PROBLEM DETAILS: Render the items from the start of the records through the line containing "negative clicks: (45, 284)" as a Markdown table with the columns Number and Line, one row per line and blank lines omitted. Leave out the pictures.
INPUT MATERIAL: Begin
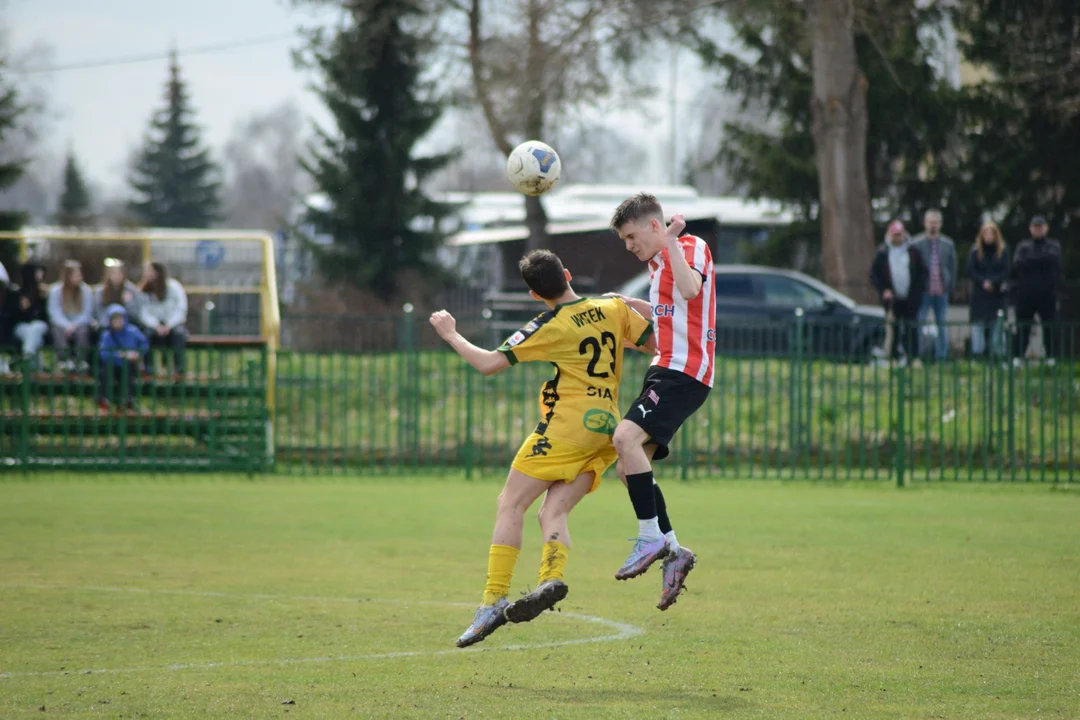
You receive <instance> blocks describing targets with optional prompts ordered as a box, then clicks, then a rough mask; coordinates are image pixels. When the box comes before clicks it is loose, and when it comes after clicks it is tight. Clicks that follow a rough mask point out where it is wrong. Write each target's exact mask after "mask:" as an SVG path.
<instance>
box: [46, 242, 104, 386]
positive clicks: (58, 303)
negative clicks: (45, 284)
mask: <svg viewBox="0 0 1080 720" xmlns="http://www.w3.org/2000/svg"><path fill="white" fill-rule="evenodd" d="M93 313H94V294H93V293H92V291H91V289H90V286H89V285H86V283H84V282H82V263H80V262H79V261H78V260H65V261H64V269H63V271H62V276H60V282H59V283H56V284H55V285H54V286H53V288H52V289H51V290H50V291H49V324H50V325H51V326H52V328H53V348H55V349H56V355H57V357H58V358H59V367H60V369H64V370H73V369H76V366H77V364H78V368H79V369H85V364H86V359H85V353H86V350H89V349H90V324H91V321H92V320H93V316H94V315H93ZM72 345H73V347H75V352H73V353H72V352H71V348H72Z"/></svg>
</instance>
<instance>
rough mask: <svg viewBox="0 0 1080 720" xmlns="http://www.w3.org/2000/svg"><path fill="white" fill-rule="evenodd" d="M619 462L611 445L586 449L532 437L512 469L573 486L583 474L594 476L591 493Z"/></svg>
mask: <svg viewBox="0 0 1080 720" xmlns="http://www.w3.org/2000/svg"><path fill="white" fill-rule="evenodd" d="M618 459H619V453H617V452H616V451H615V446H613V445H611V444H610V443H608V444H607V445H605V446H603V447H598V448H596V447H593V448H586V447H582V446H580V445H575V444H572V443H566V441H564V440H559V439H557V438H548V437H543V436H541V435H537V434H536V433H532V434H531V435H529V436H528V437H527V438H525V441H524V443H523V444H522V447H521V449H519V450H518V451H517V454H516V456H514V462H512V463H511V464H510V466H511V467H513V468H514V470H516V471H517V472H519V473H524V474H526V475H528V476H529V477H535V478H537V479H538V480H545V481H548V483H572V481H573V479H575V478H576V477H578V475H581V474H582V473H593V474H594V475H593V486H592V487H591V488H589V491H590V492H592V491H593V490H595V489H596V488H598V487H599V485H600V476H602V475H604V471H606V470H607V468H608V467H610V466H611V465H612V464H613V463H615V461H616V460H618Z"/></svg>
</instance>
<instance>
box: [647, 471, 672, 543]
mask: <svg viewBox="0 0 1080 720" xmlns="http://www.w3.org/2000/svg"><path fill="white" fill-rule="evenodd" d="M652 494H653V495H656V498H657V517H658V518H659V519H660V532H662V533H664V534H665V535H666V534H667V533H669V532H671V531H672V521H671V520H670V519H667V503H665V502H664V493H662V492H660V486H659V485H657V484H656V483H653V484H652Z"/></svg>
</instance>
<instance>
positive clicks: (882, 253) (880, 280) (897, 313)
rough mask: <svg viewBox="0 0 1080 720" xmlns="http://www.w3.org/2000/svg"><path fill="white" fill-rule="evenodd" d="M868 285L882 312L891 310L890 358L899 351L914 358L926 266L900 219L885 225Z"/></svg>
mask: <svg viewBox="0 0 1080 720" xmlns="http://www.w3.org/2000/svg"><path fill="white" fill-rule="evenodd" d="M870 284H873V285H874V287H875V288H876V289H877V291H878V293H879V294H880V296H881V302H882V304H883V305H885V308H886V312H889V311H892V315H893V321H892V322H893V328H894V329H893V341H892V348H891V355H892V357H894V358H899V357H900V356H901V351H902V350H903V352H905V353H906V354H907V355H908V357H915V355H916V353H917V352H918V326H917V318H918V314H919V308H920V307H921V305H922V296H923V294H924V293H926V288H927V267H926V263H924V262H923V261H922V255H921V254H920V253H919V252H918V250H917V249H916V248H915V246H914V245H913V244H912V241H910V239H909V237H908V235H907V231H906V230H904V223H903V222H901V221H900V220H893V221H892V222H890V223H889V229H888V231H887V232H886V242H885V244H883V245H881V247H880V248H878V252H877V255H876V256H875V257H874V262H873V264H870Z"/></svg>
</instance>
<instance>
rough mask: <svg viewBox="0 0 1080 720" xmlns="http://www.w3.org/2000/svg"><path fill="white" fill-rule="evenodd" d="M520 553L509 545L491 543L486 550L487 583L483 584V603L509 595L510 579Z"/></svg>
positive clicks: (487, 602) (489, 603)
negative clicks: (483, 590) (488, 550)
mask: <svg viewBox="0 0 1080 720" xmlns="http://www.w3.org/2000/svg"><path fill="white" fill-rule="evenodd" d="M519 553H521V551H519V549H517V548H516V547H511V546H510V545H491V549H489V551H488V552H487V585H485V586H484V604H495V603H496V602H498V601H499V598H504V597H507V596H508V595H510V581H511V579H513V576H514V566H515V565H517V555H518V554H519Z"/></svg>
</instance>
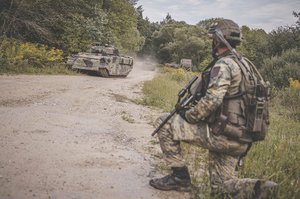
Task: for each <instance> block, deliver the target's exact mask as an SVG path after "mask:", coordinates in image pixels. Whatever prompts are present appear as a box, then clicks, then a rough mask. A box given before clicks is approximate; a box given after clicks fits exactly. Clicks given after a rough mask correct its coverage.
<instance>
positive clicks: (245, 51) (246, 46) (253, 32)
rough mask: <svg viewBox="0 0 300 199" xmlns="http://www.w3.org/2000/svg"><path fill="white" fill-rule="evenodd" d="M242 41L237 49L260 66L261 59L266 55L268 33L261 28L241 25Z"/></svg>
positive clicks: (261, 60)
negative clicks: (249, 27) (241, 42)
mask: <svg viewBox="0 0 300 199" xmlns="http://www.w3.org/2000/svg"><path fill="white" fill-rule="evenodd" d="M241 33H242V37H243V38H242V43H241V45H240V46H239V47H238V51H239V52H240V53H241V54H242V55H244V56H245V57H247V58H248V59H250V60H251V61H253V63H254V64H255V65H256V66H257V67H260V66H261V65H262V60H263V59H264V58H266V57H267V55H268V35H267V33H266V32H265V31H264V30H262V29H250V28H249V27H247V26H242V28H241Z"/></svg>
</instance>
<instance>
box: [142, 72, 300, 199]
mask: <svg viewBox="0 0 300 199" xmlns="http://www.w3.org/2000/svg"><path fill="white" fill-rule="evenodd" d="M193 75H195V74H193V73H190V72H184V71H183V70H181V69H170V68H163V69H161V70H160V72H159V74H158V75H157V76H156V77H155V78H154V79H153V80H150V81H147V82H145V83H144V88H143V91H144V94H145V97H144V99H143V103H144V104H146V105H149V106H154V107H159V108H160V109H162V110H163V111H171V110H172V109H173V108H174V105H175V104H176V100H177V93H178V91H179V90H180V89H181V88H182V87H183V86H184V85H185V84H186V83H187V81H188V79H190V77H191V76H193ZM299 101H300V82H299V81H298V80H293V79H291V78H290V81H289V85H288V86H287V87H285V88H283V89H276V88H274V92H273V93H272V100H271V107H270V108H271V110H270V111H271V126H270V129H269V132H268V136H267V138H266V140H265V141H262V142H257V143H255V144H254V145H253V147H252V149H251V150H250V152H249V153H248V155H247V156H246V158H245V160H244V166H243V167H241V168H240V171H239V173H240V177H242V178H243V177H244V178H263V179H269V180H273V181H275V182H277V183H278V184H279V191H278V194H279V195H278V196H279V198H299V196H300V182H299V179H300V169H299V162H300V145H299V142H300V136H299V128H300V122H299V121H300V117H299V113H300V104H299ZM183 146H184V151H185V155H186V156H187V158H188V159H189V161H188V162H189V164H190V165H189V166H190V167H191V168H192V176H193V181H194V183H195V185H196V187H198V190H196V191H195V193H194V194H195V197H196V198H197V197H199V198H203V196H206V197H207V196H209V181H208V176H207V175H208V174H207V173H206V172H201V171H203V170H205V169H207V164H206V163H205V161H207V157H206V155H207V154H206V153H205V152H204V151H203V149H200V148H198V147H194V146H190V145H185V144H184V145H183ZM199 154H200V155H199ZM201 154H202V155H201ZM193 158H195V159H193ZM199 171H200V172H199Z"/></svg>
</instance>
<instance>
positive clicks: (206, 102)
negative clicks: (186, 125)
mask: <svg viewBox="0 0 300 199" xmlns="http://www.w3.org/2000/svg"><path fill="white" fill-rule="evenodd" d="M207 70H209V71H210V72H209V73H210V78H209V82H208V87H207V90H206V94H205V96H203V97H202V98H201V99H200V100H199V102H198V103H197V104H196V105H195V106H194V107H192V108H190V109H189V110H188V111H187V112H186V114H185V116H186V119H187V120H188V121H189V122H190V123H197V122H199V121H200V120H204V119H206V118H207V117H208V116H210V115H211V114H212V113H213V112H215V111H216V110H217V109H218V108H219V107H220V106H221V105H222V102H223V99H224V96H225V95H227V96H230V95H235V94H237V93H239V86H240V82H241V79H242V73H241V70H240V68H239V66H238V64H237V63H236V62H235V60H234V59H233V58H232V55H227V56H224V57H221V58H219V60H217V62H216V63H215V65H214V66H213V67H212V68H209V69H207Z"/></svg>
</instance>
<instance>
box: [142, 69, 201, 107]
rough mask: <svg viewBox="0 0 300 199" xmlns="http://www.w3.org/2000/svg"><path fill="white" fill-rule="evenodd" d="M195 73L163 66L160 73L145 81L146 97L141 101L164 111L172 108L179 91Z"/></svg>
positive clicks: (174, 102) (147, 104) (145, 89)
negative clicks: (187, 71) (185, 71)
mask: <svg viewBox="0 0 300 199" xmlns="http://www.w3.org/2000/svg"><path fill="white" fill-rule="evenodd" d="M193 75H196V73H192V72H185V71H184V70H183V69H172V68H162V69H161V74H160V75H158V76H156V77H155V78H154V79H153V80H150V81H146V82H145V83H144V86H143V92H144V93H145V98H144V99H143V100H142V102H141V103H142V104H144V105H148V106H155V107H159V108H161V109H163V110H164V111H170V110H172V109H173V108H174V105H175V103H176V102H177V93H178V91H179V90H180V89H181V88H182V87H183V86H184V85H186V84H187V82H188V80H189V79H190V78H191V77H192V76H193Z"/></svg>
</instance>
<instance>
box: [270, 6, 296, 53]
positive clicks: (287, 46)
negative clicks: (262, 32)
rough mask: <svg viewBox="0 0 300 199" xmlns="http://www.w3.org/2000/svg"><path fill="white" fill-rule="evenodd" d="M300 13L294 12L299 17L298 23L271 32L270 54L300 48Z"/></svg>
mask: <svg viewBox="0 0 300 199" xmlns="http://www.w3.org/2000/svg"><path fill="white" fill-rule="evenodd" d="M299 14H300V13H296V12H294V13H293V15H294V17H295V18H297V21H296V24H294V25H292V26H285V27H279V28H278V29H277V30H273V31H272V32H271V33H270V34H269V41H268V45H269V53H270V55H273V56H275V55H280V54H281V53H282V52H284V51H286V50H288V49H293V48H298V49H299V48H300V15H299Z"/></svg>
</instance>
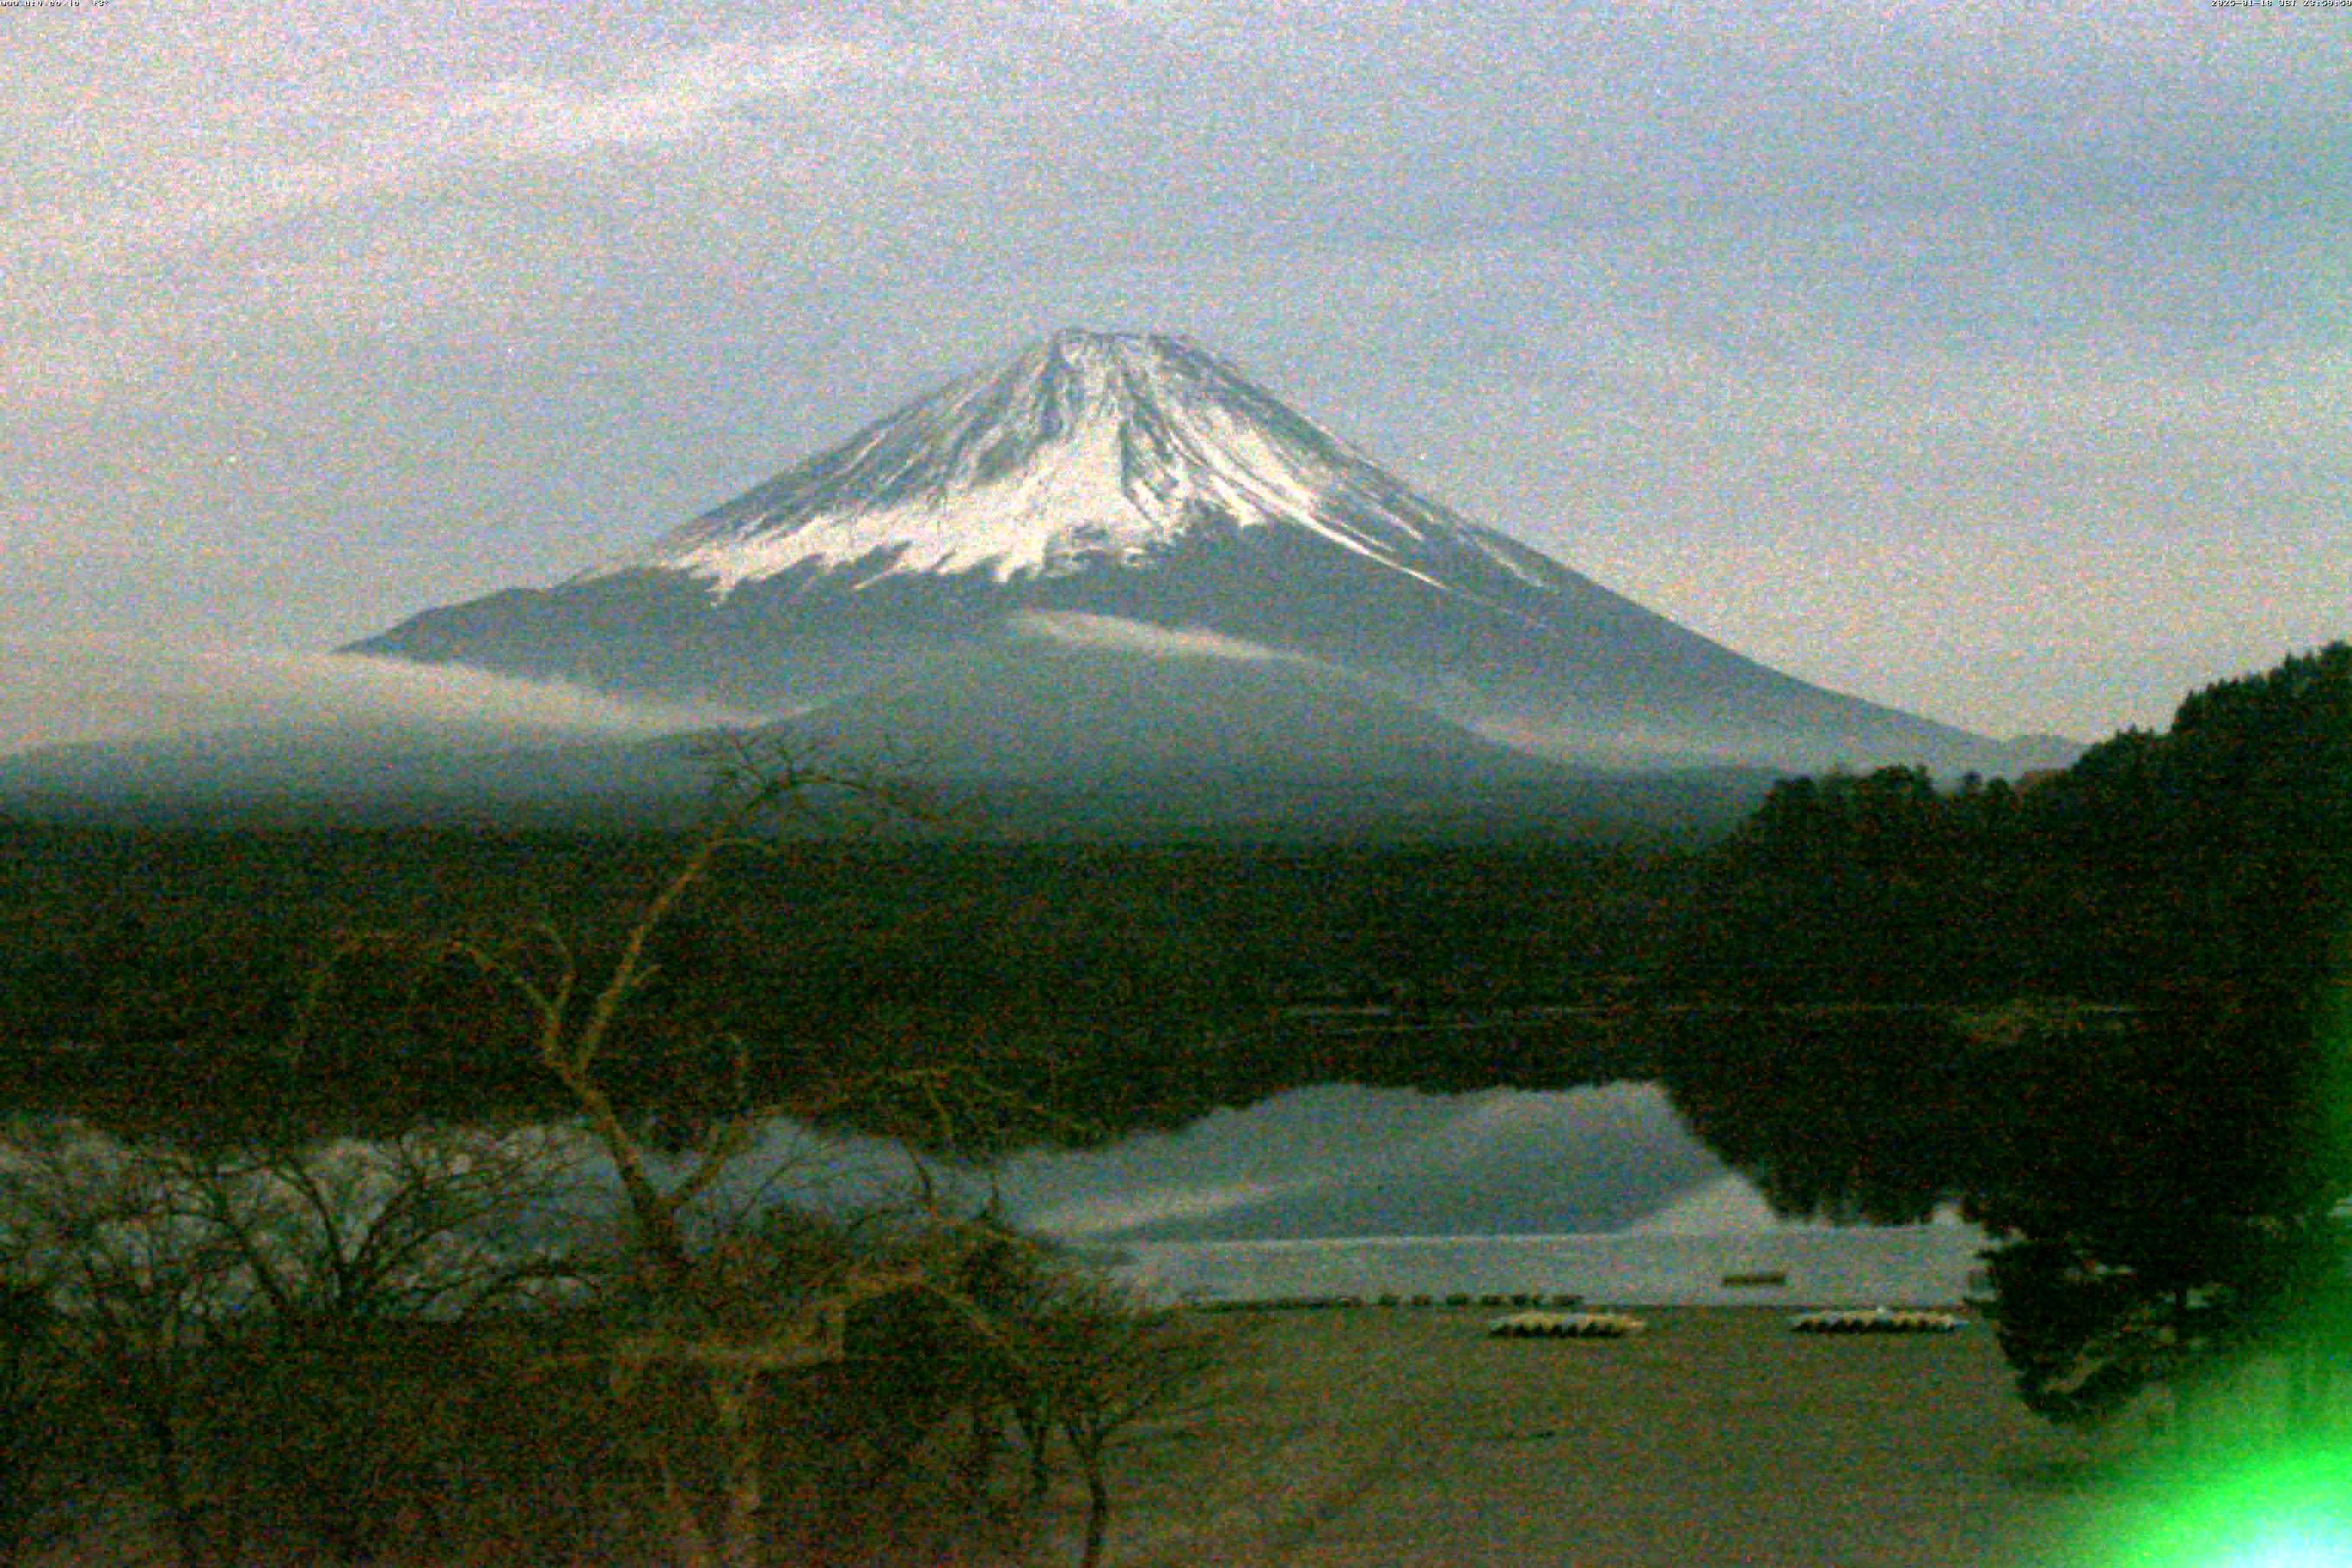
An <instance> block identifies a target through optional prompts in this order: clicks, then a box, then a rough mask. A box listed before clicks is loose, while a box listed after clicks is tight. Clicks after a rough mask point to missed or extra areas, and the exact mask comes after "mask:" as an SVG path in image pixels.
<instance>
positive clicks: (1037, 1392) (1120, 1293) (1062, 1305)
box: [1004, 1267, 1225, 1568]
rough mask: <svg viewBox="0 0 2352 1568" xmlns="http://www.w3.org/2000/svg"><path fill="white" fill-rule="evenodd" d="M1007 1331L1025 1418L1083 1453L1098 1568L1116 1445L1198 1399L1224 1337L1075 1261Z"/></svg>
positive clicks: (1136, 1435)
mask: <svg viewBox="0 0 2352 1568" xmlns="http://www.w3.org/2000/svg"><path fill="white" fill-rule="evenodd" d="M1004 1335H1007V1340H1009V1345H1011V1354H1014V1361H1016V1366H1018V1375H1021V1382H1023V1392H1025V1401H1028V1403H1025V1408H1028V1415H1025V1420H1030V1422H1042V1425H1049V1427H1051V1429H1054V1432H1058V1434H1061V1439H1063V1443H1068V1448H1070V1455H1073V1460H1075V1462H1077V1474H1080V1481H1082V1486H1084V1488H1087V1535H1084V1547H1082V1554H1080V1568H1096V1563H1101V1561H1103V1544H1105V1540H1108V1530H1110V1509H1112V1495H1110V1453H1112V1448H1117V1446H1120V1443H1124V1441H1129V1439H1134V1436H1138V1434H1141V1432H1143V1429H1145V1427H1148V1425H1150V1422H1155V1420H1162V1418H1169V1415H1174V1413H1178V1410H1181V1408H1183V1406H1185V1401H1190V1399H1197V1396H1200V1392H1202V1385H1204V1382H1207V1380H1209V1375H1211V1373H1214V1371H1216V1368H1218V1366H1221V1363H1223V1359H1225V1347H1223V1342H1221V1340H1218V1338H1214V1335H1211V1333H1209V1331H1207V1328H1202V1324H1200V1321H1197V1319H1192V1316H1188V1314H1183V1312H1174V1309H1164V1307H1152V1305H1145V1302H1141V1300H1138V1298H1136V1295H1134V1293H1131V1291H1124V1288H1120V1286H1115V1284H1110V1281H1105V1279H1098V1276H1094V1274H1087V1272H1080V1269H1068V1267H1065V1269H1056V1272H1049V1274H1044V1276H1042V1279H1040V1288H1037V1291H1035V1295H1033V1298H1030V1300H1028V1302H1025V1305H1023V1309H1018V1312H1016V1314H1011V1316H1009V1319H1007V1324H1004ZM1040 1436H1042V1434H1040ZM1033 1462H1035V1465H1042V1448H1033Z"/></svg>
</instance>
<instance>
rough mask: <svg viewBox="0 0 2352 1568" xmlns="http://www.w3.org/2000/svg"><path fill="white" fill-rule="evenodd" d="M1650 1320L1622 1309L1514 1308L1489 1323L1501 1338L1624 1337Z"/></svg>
INPUT MATERIAL: End
TASK ANSWER:
| Number | Line |
|---|---|
| 1 | You receive <instance> blocks describing targets with optional prompts ordered as a box, then clicks, then a rough mask; coordinates are image pixels. When the box comes before clicks it is loose, and when it comes after clicks it is tight. Clicks that follow a rough mask point out where it is wrong. Write each target's exact mask after "mask:" as an SVG path. |
| 2 | <instance> |
| 3 | box: [46, 242, 104, 386] |
| 4 | positive clicks: (58, 303) |
| 5 | negative clicks: (45, 284) |